Tasks to perform:
1. Copy everything in the collective bargaining opt-out passage from "We have received" down to "the CBA opt-out.".
2. Answer these questions from the collective bargaining opt-out passage, one answer per line:
(a) By what percentage must the regular hourly wage rate under the CBA exceed the state minimum wage?
(b) How has the term "premium wage rates" always been interpreted?
(c) Up to how many hours a day may alternative workweek schedules run in the health care industry without daily overtime or premium pay?
3. Rewrite more briefly the paragraph of the collective bargaining opt-out passage that begins "The term “premium wage rates”", keeping its main facts.

Reading passage:
The Collective Bargaining Agreement Opt-Out Provision: Section 8 of AB 60 adds section 514 to the Labor Code, which makes AB 60's overtime and meal period provisions inapplicable to employees who are covered by a collective bargaining agreement (“CBA”), if the CBA expressly provides for the wages, hours and working conditions of the employees, and provides a regular hourly wage rate for those employees of not less than 30 percent more than the state minimum wage, and “provides premium wage rates for all overtime hours worked.” If a CBA meets these provisions for the opt-out, the workers covered by the CBA are not entitled to statutory overtime; rather, they will receive premium pay for all overtime hours worked, as provided by the CBA. This is somewhat different from prior law, in that the opt-out under the IWC orders had required payment of a regular rate of at least $1 an hour more than the state minimum wage; and under the new “30 percent above” formula, the required regular rate would now be seven dollars and 47 and a half cents ($7.475) per hour.  And of course, future increases in the state minimum wage will automatically result in increases in the regular rate required for the opt-out. If the opt-out requirements are met, workers are paid for all hours worked in accordance with the provisions of the CBA.  It should be remembered, however, that there is no CBA opt out under the Fair Labor Standards Act, which requires payment of overtime at the rate of one and one half the regular rate of pay for all hours worked in excess of 40 in a workweek.

 

The term “premium wage rates” are not defined in AB 60 or in the IWC orders.  The term has always been interpreted to mean any wage rate in excess of the applicable straight time regular hourly rate of pay.  There is no indication that the Legislature intended this term to be interpreted in any other manner.  Indeed, it would make no sense to interpret the term as synonymous with a statutory overtime rate such as one and a half times the regular rate, since the very purpose of an opt-out provision is to allow for an alternative to the minimum standard that would otherwise be required by statute.  The amount by which the premium exceeds the regular rate is left to the parties to negotiate; we will recognize any rate higher than the regular rate as a premium. 

 

We have received several inquiries regarding the meaning, within section 514, of the term “all overtime hours.”  The one thing it cannot mean is all hours worked in excess of eight in a day without regard to any definition of overtime that might be contained in the CBA, since such a meaning would prohibit unions from collectively bargaining for the very same alternative workweek schedules that non-unionized workers could adopt under AB 60 -- that is, work schedules of up to 10 hours a day (and 12 hours a day in the health care industry) without the payment of daily overtime or premium pay.  There is nothing to indicate that the Legislature intended such a peculiar result.  The IWC’s post-AB 60 regulations may provide further guidance on the parameters of the CBA opt-out.

Records:
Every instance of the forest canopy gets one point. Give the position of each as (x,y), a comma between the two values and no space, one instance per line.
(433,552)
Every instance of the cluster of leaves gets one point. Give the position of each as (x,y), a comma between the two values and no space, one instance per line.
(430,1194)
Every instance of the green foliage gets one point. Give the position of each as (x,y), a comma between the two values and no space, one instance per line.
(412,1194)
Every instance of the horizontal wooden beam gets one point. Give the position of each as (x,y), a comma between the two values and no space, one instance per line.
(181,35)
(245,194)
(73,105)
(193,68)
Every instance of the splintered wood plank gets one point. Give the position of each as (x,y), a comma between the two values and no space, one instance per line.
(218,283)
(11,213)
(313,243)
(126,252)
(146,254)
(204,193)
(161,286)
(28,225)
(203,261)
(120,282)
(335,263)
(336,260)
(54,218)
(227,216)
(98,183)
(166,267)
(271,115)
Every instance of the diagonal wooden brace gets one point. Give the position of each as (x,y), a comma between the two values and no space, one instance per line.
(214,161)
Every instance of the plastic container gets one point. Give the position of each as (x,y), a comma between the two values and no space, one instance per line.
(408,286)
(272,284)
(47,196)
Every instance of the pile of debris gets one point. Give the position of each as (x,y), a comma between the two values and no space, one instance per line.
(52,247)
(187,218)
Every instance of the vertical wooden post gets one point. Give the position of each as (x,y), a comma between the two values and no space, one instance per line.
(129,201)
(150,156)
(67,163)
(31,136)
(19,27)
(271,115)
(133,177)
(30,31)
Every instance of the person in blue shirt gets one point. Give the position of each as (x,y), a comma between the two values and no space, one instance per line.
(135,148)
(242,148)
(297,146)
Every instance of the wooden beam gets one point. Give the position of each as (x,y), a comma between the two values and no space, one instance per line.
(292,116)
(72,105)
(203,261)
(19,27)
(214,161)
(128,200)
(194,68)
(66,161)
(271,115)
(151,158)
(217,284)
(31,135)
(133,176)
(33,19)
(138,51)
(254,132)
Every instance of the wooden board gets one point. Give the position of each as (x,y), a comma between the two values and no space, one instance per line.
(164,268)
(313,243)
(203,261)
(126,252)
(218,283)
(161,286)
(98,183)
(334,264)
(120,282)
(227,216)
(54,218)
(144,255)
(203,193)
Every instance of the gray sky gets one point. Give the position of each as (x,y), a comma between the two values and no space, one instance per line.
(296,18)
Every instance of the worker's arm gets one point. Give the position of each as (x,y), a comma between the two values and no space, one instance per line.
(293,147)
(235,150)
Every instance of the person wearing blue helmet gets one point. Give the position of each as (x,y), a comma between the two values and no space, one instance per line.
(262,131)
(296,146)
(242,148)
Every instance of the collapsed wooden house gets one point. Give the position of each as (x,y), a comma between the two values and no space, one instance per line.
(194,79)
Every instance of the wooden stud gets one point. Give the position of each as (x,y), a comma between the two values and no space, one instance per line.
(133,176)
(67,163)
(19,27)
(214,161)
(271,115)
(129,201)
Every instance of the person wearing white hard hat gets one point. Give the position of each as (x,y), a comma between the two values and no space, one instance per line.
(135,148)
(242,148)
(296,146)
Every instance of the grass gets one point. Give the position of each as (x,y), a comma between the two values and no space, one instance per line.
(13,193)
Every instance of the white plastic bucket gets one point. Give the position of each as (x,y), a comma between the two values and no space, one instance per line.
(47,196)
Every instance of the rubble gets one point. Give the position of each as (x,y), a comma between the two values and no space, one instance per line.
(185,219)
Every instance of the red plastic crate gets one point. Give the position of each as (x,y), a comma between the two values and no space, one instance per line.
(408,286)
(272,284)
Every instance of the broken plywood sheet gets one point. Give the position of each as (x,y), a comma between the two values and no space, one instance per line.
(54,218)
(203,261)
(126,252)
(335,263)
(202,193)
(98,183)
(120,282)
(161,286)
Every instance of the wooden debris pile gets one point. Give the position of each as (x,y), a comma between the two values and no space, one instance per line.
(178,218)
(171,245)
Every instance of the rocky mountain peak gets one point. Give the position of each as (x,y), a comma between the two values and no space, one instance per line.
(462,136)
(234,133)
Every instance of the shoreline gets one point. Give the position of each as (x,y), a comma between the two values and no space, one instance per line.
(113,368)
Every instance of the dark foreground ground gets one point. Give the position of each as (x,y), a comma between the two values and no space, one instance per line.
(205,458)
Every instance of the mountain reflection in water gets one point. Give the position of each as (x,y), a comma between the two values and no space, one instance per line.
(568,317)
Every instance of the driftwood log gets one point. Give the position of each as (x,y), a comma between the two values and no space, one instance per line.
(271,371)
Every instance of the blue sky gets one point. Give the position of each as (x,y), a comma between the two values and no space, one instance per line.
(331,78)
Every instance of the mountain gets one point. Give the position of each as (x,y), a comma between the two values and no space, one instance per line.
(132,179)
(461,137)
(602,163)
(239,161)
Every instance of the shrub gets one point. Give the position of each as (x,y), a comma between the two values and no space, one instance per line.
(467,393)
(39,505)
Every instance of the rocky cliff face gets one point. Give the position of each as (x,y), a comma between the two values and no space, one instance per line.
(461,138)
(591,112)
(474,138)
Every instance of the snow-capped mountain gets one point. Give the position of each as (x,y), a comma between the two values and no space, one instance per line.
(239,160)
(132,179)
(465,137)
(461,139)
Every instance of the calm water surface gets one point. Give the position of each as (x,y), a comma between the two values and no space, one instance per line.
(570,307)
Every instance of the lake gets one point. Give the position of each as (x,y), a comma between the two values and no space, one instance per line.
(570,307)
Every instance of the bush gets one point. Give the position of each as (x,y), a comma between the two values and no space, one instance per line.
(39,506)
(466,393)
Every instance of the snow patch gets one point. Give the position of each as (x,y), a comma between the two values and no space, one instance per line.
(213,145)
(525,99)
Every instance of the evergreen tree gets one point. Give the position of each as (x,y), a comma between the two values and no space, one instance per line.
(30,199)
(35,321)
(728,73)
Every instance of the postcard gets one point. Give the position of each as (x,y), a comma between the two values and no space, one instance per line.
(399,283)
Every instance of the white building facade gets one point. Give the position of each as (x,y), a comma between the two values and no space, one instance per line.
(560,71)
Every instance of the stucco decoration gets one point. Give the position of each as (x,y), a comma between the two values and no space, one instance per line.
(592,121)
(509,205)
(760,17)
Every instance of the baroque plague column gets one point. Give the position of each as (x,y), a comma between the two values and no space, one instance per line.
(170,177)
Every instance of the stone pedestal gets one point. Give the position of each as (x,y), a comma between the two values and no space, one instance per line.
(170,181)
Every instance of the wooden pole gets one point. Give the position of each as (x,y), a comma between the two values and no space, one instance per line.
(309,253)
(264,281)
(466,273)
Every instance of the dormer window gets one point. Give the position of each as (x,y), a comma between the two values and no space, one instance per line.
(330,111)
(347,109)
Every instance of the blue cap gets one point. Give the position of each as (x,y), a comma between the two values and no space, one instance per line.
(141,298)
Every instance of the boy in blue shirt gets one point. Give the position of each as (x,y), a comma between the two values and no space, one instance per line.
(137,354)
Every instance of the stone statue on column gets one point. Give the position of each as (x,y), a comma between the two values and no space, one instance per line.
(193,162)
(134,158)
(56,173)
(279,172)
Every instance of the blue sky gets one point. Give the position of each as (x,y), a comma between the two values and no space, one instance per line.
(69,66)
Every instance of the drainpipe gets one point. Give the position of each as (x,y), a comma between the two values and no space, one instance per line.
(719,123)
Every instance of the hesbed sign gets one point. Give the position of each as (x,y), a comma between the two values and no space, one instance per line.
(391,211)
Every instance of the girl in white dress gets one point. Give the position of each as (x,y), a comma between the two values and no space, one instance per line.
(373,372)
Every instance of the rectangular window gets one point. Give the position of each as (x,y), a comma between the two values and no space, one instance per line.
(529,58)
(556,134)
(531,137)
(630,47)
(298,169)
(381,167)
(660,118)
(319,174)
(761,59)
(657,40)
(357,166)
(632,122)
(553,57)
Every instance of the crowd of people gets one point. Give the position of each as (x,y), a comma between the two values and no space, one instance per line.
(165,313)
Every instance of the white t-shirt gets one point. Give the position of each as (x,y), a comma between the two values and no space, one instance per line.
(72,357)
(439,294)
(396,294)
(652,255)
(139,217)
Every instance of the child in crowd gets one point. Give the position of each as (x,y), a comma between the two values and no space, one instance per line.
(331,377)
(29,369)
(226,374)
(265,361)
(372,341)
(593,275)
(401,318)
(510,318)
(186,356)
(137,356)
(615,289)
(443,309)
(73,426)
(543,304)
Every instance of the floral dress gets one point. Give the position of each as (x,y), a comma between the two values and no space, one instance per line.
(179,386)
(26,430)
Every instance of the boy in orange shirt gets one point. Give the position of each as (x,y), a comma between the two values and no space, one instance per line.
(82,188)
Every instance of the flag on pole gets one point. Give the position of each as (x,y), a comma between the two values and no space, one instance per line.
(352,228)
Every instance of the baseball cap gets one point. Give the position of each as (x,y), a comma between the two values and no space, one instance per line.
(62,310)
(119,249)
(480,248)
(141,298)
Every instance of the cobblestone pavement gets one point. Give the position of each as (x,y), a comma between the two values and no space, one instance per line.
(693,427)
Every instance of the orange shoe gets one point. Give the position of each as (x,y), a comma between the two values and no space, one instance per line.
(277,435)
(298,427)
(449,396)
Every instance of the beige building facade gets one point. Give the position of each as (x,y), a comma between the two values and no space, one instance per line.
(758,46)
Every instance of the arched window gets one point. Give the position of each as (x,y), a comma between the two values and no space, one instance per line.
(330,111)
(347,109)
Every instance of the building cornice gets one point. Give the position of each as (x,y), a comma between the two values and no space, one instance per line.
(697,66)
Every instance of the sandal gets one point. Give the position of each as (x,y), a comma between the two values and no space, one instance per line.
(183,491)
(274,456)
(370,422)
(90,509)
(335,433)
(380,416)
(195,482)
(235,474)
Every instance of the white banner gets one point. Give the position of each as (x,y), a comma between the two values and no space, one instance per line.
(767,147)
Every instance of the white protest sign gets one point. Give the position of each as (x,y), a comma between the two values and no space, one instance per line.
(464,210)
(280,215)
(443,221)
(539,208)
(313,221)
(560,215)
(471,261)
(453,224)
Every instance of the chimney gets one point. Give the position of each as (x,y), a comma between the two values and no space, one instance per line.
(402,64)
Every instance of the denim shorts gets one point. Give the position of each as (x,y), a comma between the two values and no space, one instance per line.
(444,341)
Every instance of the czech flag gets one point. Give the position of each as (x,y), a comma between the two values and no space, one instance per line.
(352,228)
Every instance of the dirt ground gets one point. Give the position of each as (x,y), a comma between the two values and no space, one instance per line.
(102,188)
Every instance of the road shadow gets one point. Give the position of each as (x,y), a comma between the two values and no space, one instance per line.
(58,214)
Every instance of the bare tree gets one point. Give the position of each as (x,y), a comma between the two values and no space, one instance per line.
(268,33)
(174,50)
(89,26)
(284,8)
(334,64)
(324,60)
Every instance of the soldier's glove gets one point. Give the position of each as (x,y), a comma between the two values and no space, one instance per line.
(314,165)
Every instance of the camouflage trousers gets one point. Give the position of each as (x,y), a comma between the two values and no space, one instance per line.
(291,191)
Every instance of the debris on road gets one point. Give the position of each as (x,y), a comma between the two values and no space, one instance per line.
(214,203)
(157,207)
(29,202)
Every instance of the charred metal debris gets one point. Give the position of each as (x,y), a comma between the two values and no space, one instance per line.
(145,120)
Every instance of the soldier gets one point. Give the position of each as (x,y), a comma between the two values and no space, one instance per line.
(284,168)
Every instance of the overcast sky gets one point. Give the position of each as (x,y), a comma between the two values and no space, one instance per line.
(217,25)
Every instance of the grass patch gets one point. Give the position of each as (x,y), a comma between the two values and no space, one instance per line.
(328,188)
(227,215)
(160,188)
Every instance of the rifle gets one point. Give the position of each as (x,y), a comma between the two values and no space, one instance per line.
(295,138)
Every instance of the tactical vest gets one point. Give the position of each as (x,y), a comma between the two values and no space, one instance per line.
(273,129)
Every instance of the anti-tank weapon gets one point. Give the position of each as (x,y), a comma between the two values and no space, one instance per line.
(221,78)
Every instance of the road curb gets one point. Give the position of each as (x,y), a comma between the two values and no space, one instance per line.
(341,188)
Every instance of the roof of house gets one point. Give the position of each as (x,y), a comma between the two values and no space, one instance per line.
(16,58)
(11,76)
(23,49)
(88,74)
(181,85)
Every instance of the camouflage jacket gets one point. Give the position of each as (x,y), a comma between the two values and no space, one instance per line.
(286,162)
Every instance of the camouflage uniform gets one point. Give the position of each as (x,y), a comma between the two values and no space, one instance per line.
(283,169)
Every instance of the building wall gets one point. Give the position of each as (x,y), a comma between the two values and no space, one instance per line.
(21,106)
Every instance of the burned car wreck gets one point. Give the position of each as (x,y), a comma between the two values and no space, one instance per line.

Answers to this exercise:
1.
We have received several inquiries regarding the meaning, within section 514, of the term “all overtime hours.”  The one thing it cannot mean is all hours worked in excess of eight in a day without regard to any definition of overtime that might be contained in the CBA, since such a meaning would prohibit unions from collectively bargaining for the very same alternative workweek schedules that non-unionized workers could adopt under AB 60 -- that is, work schedules of up to 10 hours a day (and 12 hours a day in the health care industry) without the payment of daily overtime or premium pay.  There is nothing to indicate that the Legislature intended such a peculiar result.  The IWC’s post-AB 60 regulations may provide further guidance on the parameters of the CBA opt-out.

2.
(a) Not less than 30 percent.
(b) As any wage rate in excess of the applicable straight time regular hourly rate of pay.
(c) Up to 12 hours a day.

3. Neither AB 60 nor the IWC orders define "premium wage rates," a term always read as any rate above the straight time regular hourly rate, and nothing shows the Legislature meant otherwise. Equating it with a statutory overtime rate such as time and a half would defeat the purpose of an opt-out, which is to allow an alternative to the statutory minimum. The parties negotiate how much the premium exceeds the regular rate, and any rate above the regular rate will be recognized as a premium.